Task description: Which lines in the records below contain the word "motorcycle"? Report each of them.

+++++

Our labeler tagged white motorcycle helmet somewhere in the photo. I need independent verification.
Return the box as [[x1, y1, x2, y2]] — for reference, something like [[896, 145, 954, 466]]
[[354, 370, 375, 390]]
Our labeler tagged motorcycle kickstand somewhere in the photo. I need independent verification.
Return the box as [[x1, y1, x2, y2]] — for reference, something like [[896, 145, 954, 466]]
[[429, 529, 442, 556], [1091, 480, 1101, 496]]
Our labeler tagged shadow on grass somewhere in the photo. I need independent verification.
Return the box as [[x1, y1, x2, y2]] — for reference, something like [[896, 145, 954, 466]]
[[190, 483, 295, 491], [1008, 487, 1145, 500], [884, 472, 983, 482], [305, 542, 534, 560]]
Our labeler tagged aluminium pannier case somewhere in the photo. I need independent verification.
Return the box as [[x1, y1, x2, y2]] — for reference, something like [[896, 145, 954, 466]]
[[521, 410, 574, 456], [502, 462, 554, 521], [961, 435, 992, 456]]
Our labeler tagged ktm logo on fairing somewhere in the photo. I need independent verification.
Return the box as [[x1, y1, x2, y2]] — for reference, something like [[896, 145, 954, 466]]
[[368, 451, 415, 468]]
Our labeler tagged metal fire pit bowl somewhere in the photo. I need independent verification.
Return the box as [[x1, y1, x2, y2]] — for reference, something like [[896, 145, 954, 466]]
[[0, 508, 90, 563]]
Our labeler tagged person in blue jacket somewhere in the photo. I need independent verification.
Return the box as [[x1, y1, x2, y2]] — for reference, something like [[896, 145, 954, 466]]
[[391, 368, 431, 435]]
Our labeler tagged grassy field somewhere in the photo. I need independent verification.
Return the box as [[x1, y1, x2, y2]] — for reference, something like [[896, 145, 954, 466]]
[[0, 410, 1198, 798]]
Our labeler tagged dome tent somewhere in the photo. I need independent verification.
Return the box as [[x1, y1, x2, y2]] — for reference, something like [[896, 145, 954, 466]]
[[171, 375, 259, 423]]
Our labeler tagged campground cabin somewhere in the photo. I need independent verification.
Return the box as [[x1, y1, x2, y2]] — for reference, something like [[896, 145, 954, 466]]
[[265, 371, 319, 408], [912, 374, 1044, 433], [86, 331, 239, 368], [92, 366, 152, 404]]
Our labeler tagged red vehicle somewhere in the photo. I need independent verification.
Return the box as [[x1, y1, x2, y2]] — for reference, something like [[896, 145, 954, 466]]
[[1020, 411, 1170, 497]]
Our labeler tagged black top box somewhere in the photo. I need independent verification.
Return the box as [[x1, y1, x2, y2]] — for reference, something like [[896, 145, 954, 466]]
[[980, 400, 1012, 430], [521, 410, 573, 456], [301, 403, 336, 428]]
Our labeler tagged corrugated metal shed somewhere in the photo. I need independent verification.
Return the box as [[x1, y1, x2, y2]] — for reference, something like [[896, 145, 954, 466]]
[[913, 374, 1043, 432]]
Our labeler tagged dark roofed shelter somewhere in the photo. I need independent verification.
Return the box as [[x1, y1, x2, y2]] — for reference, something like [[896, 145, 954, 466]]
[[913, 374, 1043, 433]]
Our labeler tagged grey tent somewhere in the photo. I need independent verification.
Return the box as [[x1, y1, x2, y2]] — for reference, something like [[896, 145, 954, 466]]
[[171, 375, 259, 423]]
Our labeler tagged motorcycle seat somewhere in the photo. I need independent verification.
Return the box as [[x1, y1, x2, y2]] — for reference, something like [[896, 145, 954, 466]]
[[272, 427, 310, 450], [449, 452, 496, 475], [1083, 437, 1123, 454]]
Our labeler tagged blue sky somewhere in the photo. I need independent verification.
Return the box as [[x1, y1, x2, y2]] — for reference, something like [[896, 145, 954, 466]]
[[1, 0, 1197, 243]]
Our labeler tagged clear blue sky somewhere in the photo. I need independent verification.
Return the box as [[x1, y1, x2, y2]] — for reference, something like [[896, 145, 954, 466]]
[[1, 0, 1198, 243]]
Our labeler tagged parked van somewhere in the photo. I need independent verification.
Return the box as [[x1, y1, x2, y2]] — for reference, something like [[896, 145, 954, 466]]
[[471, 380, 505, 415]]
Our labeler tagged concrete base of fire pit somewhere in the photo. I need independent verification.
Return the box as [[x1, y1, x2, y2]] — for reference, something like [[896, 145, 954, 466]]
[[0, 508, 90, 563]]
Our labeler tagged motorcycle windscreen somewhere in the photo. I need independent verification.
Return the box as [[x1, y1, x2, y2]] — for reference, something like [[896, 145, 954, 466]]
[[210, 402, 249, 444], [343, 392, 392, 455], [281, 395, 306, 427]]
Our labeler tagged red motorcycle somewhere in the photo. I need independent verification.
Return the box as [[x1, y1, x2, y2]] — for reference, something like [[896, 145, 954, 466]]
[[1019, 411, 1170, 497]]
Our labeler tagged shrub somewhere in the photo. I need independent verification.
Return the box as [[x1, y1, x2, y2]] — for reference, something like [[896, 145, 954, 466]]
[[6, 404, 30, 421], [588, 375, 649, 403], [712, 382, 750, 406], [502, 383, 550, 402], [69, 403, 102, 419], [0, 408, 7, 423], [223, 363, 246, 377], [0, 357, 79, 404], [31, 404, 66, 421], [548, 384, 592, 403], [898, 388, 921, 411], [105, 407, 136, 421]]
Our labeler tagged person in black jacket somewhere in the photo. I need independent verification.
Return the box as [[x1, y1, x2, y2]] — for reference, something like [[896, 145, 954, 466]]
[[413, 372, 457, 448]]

+++++

Output for this task:
Our labeler tagged white motorcycle helmet somewhere in the photo. I need independent verification.
Our labeler tagged motorcycle kickstand somewhere in the photo. I need independent verification.
Our labeler tagged motorcycle seat somewhere in the photo. I need independent verification.
Our labeler tagged motorcycle windscreen somewhere in the photo. I need independent verification.
Our labeler tagged red motorcycle somewhere in the photo. I need independent verification.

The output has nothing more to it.